_SET EXERCISE_: Can you copy out every one of the records below word for word, with nothing changed?

_RECORDED INFORMATION_:
● ● ● ● ● ● ●

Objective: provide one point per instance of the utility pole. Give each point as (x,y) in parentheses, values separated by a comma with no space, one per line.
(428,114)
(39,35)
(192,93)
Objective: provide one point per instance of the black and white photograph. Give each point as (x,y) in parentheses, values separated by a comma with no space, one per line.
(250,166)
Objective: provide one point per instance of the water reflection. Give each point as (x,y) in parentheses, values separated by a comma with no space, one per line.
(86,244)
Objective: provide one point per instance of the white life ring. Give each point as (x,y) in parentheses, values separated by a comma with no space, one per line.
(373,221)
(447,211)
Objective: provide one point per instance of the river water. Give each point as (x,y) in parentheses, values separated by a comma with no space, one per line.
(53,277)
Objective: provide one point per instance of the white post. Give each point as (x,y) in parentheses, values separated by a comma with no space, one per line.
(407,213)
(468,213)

● ● ● ● ● ● ●

_REPLY TO THE TASK_:
Objective: provide one point per instance of the utility pole. Give each point as (x,y) in parentheses, values separated by a comma with no space, one per line.
(428,114)
(39,35)
(192,93)
Objective: provide one point per instance of the black and white photograph. Give each point as (x,y) in parentheses, values separated by a comma with no space, one per line.
(250,166)
Objective: provide one point per instance of the water reflection. Give each point as (x,y) in parentheses, values separated by a comma with no space, one per line.
(86,244)
Objective: provide one point per instance of the white life ring. Give each point as (x,y) in parentheses, values separated by a comma with no space, one per line.
(373,221)
(447,211)
Objective: provide one point per instance of the river water. Give each point as (x,y) in parentheses, values separated by a comma with no space, one per line.
(53,277)
Objective: provide one point per instance of the white post. Give each point as (x,y) in parentheses, values separated by a comma with no space, one per line.
(407,213)
(468,213)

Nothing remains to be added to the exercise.